Pope Francis’ Appeal For Poland To Welcome Refugees May Remain Unanswered
Pope Francis’s appeal to Polish people to welcome refugees into the country and to embrace EU integration may remain unanswered, according to an expert from the University of Leicester.
Dr Simona Guerra, Senior Lecturer from the University of Leicester Department of Politics and International Relations, has written an article for Think: Leicester, the University’s platform for independent academic opinion, discussing Pope Francis’s recent visit to Poland during the World Youth Day gathering to mark the 1,050th anniversary of Poland’s adoption of Christianity.
While Pope Francis appealed for people to show a merciful heart towards refugees and to welcome them into the country, Dr Guerra suggests that his call for mercy may remain unanswered due to the Polish Church and its concerns about the consequences of EU integration.
In the article Dr Guerra said, “The Polish Church has concerns on the consequences of EU integration, linked to secularization and consumerism and the focus was and is on the position of Poland towards EU integration and Polish culture and values, as the Church can successfully become both provider and defender of these values.”
Dr Guerra continued: “Pope Francis’s positions seem at odds with the local Church. In his speech at Blonia Park, he called for merciful hearts, saying: ‘A merciful heart can go out and meet others; it is ready to embrace everyone. A merciful heart is able to be a place of refuge for those who are without a home or have lost their home; it is able to build a home and a family for those forced to emigrate; it knows the meaning of tenderness and compassion. A merciful heart can share its bread with the hungry and welcome refugees and migrants. To say the word “mercy” along with you is to speak of opportunity, future, commitment, trust, openness, hospitality, compassion and dreams.”

[Data records]
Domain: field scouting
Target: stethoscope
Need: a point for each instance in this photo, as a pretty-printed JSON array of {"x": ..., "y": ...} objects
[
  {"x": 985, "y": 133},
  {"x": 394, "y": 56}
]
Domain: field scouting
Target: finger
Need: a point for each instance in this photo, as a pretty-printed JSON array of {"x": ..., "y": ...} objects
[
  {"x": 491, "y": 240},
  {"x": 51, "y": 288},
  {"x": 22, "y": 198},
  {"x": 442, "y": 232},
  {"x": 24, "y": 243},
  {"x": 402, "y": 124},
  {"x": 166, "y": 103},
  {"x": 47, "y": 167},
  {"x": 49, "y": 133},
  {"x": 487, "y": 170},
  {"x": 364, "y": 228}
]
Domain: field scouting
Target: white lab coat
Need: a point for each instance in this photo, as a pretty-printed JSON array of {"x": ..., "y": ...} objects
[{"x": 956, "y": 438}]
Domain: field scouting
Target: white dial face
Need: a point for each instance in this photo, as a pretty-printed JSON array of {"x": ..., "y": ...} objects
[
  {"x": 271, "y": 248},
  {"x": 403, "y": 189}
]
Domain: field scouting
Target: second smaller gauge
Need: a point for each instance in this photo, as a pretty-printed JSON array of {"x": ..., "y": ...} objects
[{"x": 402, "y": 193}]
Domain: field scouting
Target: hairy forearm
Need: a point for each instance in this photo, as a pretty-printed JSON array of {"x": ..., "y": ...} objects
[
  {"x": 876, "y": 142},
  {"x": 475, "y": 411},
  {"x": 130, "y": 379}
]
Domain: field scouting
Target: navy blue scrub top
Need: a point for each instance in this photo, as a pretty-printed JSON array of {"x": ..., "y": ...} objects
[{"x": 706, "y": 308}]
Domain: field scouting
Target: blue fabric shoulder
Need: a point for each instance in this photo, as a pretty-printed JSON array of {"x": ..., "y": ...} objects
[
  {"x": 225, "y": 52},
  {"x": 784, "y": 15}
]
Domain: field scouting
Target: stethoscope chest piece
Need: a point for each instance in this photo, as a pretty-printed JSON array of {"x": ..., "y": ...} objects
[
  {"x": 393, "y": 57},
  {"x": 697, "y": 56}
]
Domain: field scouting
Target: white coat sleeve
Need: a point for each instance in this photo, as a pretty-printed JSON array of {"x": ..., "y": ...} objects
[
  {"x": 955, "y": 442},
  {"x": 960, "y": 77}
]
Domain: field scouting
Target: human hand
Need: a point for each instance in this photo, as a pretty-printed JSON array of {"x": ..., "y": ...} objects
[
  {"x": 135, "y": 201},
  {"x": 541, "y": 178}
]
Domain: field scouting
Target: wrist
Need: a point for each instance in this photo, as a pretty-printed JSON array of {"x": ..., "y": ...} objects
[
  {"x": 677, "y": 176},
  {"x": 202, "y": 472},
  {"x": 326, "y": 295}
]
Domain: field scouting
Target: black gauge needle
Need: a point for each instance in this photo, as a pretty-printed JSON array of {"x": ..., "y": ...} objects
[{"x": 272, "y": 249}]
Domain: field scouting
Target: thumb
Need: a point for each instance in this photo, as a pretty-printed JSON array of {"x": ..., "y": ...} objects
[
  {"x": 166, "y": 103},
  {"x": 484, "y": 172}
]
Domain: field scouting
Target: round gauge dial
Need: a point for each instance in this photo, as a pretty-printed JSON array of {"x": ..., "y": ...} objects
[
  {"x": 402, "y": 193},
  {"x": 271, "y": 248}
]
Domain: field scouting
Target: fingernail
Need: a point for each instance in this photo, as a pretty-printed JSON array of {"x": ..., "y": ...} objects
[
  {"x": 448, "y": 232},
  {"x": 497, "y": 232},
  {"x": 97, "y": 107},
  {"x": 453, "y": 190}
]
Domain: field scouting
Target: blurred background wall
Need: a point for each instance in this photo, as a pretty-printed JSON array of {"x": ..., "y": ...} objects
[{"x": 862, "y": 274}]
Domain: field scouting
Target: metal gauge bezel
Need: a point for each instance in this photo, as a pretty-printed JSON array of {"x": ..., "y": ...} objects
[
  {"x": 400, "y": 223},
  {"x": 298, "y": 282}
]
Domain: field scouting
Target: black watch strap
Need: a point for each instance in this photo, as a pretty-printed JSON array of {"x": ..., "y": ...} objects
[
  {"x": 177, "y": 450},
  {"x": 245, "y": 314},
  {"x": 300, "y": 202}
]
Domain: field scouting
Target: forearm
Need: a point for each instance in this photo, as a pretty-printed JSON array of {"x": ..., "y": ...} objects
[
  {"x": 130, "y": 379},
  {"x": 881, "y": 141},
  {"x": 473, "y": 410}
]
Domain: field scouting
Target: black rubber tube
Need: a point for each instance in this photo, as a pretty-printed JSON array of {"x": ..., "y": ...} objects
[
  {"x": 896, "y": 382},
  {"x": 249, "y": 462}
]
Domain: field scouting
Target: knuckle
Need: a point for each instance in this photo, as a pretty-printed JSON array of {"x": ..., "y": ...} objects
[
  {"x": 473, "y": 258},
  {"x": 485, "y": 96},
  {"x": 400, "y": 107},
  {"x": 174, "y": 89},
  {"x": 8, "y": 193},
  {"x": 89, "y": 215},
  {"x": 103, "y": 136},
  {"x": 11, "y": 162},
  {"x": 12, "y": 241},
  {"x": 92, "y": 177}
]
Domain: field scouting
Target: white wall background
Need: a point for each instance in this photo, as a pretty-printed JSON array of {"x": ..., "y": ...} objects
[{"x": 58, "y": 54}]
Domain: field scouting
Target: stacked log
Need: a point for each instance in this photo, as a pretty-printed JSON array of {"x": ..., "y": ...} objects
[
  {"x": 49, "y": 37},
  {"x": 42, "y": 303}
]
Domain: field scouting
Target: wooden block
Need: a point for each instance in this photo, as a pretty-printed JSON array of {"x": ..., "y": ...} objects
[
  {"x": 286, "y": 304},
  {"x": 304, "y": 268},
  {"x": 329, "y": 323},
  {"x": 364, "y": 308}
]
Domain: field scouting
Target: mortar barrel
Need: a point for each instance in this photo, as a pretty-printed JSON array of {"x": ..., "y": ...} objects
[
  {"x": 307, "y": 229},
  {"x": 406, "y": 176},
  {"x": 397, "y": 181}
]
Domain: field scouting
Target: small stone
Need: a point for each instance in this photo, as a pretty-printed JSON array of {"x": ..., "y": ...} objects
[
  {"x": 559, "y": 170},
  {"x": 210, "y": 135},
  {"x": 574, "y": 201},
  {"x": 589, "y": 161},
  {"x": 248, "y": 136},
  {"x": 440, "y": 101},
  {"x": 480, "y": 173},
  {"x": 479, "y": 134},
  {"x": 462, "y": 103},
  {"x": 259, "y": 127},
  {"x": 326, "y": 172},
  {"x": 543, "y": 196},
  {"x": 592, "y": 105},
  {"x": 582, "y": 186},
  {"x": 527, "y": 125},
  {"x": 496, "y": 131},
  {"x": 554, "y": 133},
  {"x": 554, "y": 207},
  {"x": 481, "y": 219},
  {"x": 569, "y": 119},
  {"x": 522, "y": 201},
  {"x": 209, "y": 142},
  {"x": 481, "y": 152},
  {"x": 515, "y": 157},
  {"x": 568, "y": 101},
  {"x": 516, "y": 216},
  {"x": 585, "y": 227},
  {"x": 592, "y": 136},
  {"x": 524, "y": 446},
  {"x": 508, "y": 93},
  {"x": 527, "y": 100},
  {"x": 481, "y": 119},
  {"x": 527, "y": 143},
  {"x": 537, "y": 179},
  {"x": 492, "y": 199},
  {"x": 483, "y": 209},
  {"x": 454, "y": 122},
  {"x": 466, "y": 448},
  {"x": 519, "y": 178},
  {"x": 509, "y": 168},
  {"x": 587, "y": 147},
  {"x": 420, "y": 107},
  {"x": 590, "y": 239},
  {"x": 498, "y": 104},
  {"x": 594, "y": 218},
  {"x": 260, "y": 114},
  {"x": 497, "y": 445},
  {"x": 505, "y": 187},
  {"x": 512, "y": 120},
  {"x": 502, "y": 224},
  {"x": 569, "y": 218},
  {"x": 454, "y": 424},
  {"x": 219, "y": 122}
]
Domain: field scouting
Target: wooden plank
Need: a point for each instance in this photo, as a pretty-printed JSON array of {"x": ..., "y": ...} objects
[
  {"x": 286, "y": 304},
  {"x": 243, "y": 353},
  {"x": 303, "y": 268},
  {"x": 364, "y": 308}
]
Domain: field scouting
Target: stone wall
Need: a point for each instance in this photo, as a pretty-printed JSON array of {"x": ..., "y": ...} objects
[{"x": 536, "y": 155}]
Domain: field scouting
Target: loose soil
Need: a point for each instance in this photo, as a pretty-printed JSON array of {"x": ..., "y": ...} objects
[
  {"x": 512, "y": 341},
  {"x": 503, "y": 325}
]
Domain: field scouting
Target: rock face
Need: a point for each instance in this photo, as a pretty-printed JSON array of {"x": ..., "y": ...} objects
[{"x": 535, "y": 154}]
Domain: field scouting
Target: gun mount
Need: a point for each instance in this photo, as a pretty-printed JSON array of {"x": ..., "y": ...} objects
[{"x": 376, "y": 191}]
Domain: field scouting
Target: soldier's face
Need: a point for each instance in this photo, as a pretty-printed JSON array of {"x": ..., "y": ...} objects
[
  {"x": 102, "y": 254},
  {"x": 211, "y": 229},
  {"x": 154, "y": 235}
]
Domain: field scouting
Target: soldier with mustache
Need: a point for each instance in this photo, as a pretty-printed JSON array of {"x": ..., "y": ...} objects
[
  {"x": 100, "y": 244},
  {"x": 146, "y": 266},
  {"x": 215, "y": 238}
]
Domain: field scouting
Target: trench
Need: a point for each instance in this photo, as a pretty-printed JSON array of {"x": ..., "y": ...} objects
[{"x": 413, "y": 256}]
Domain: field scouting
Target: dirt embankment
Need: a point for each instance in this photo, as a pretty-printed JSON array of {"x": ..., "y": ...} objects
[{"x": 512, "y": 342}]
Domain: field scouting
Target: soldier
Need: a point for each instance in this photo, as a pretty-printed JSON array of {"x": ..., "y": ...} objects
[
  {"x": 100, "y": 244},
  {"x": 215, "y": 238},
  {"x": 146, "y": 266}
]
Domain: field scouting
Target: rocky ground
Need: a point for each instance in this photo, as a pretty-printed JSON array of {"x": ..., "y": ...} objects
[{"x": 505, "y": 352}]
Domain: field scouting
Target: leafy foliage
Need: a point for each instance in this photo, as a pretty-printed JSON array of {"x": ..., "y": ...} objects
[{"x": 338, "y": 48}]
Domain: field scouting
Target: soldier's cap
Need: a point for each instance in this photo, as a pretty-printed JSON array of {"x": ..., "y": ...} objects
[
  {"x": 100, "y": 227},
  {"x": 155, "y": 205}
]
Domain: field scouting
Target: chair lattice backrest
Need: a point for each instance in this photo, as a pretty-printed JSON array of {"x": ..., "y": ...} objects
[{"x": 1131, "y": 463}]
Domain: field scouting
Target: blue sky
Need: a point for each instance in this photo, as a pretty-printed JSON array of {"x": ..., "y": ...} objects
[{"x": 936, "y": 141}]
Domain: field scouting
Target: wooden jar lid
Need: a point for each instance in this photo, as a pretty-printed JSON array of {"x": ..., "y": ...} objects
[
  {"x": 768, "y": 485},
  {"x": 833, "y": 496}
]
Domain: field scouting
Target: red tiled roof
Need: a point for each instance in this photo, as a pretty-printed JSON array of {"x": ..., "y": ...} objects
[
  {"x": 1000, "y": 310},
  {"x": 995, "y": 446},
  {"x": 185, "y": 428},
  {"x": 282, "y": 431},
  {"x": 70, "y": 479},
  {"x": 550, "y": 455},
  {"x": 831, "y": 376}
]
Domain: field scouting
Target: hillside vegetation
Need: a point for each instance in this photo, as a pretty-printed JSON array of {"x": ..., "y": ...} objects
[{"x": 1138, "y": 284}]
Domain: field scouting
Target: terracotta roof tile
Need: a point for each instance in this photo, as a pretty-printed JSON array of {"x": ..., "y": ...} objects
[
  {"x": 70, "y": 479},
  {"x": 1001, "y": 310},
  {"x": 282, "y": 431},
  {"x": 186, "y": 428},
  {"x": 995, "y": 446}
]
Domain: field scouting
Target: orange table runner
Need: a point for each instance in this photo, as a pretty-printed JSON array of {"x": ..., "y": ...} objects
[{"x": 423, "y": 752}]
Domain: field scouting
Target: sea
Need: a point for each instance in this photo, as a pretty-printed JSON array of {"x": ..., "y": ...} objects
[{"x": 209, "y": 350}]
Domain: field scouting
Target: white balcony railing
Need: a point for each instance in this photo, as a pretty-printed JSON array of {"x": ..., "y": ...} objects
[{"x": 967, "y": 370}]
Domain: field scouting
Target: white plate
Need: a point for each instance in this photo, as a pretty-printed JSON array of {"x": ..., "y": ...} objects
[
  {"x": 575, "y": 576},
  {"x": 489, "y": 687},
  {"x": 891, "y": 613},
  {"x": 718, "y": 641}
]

*REQUIRED WORK*.
- A) Answer these questions from the news piece on Pope Francis's appeal to Poland, one line each:
(i) Which University of Leicester department is Dr Simona Guerra part of?
(ii) What anniversary did the World Youth Day gathering mark?
(iii) Where did Pope Francis give the speech calling for merciful hearts?
- B) Please duplicate the news piece on Pope Francis's appeal to Poland word for word, from "While Pope Francis" up to and including "of EU integration.".
- C) Go on with the news piece on Pope Francis's appeal to Poland, starting after its last sentence.
The data is separate material with no connection to the news piece on Pope Francis's appeal to Poland.

*ANSWERS PER TASK*.
- A)
(i) The Department of Politics and International Relations
(ii) The 1,050th anniversary of Poland's adoption of Christianity
(iii) Blonia Park

- B)
While Pope Francis appealed for people to show a merciful heart towards refugees and to welcome them into the country, Dr Guerra suggests that his call for mercy may remain unanswered due to the Polish Church and its concerns about the consequences of EU integration.

- C)
According to Dr Guerra, “This is not a shared position by Poland, where the government has maintained a rather strict position, in particular after the terrorist attacks in Europe, and where just a few months ago, in the Spring, about 64% of Poles wanted their country’s borders closed to refugees.”
Dr Guerra noted that, “While the European Commission stressed that it is important not to confuse the refugees’ crisis with security, Poland is currently again under the spotlight, after the January Constitutional crisis, as the Commission has given a three-month notice to take action to protect the rule of law in the country, before it may launch the unprecedented Article 7 procedure.”
In the opinion of Dr Guerra, “Pope Francis’s appeals may remain unanswered, while he met with Polish bishops in private, and repeated his call for mercy before leaving on Sunday late afternoon.”